(Problem details) Repeat the lines of the material below exactly, beginning at the one with "positive clicks: (502, 109)" and stopping after the last.
[The data — start]
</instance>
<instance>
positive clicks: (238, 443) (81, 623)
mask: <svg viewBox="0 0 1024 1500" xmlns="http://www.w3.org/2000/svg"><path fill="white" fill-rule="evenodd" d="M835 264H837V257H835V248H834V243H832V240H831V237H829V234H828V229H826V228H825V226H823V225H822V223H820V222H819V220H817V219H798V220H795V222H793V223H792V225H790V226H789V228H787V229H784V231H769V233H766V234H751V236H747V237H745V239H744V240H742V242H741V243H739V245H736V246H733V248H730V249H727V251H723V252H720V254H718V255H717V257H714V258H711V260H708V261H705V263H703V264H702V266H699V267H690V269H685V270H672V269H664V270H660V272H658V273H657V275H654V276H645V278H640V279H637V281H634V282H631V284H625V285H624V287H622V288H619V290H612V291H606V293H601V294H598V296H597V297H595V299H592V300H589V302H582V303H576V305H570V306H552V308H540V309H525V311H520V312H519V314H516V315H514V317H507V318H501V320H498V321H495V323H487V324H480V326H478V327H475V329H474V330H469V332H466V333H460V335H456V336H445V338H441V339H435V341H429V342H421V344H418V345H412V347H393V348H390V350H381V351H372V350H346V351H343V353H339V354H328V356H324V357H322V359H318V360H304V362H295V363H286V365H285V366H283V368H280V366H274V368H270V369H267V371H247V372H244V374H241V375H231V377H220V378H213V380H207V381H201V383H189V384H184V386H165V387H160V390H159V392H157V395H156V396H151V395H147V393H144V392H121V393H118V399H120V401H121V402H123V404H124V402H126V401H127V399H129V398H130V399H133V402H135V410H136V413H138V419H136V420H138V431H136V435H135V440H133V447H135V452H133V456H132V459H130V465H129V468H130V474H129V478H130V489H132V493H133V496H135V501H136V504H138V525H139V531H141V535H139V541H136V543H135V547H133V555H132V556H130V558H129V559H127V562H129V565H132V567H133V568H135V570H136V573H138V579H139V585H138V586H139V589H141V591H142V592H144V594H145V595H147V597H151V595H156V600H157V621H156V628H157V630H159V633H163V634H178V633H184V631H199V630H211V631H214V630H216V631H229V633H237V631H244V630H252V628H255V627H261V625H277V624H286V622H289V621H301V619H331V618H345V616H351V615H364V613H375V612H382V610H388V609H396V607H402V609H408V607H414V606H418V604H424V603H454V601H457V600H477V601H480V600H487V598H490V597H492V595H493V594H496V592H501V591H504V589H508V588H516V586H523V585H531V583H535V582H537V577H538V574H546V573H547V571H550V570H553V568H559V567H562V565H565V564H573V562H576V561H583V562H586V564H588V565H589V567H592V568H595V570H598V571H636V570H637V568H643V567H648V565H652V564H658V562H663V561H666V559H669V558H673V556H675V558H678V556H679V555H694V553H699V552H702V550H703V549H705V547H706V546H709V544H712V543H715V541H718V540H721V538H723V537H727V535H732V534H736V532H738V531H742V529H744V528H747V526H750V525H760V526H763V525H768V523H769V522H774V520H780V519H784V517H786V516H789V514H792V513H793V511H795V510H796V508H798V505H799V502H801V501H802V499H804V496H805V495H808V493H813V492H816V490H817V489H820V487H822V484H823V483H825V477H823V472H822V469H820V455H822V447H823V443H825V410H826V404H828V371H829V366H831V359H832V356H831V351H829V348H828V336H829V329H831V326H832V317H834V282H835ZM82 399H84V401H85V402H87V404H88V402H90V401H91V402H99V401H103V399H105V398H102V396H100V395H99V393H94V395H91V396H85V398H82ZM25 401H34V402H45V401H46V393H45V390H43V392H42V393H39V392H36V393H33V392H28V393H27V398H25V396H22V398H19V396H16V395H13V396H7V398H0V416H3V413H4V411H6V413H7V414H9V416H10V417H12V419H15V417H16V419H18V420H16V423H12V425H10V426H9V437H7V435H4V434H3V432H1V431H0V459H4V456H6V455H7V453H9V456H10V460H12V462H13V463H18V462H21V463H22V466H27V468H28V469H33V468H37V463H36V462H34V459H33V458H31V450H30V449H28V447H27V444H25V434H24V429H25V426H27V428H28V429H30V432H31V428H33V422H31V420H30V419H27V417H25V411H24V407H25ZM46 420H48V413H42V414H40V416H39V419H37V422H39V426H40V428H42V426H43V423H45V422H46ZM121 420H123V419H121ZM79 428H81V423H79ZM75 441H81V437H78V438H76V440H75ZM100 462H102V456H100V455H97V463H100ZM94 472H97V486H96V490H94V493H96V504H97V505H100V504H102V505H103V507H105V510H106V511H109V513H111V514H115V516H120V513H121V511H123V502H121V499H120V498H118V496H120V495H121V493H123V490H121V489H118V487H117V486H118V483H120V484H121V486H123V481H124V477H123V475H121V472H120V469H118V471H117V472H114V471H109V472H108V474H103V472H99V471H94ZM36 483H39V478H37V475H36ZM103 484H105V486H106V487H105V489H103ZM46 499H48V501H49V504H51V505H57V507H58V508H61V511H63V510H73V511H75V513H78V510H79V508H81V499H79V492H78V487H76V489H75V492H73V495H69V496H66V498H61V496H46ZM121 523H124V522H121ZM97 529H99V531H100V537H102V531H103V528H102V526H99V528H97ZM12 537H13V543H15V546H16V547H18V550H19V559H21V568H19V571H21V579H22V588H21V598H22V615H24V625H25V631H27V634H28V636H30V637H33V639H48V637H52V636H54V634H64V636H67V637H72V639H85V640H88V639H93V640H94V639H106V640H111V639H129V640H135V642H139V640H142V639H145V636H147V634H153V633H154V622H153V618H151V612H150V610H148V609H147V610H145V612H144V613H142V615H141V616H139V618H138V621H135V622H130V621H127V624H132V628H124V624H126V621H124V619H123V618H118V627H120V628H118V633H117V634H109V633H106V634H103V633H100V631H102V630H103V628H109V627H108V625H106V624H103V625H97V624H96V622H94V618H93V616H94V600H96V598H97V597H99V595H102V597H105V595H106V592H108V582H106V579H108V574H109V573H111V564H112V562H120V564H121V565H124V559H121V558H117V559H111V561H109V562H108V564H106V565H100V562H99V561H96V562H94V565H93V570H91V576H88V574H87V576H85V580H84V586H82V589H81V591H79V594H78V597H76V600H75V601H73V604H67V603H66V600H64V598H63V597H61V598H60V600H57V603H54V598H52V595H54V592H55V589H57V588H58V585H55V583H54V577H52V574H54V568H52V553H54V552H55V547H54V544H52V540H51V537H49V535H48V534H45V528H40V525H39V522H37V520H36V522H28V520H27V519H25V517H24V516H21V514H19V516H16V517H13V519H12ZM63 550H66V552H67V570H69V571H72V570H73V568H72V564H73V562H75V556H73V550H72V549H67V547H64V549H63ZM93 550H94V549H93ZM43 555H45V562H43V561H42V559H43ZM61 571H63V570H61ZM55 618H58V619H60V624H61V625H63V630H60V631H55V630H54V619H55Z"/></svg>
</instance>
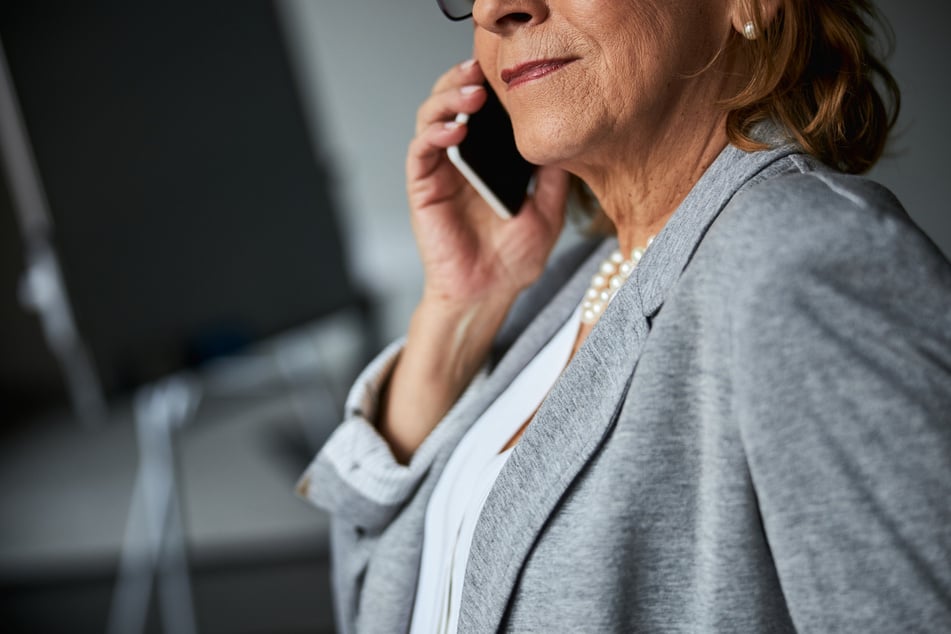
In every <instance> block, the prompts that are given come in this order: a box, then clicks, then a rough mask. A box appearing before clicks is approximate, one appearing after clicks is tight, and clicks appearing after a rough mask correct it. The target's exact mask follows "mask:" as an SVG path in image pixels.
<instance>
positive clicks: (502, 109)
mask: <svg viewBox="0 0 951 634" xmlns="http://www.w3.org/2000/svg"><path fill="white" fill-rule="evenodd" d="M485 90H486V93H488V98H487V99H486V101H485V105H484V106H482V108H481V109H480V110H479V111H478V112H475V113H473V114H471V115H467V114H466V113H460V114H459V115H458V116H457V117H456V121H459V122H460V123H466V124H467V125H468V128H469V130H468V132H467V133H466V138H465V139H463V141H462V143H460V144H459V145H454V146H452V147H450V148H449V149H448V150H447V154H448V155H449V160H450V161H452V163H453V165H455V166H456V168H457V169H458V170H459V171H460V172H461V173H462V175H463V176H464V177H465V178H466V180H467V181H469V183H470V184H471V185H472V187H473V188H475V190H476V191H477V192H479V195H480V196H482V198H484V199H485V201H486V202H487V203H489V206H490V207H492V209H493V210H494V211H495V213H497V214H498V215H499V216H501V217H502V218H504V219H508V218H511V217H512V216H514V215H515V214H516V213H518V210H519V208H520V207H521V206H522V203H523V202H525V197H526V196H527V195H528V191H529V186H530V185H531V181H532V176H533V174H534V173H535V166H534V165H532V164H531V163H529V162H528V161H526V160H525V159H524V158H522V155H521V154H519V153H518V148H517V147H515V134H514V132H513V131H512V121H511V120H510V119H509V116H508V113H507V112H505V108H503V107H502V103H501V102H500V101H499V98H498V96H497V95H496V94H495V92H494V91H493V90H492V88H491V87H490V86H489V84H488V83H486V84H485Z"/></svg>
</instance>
[The data — finish]
(Result of this task)
positive clicks: (502, 109)
mask: <svg viewBox="0 0 951 634" xmlns="http://www.w3.org/2000/svg"><path fill="white" fill-rule="evenodd" d="M485 90H486V93H488V98H487V99H486V101H485V105H484V106H482V108H481V109H480V110H479V111H478V112H475V113H473V114H471V115H467V114H466V113H460V114H459V115H458V116H457V117H456V121H459V122H460V123H466V124H467V125H468V128H469V130H468V132H467V133H466V138H465V139H463V141H462V143H460V144H459V145H454V146H452V147H450V148H449V149H448V150H447V154H448V155H449V160H450V161H452V163H453V165H455V166H456V168H457V169H458V170H459V171H460V172H461V173H462V175H463V176H464V177H465V178H466V180H467V181H469V183H470V184H471V185H472V187H473V188H475V190H476V191H477V192H479V195H480V196H482V198H484V199H485V201H486V202H487V203H489V206H490V207H492V209H493V210H494V211H495V213H497V214H498V215H499V216H501V217H502V218H504V219H508V218H511V217H512V216H514V215H515V214H516V213H518V210H519V208H520V207H521V206H522V203H523V202H525V197H526V196H527V195H528V191H529V186H530V185H531V181H532V176H533V174H534V173H535V166H534V165H532V164H531V163H529V162H528V161H526V160H525V159H524V158H522V155H521V154H519V153H518V148H517V147H515V134H514V132H513V131H512V121H511V120H510V119H509V116H508V113H507V112H505V108H503V107H502V103H501V102H500V101H499V98H498V96H497V95H496V94H495V92H494V91H493V90H492V88H491V87H490V86H489V84H488V83H486V84H485Z"/></svg>
</instance>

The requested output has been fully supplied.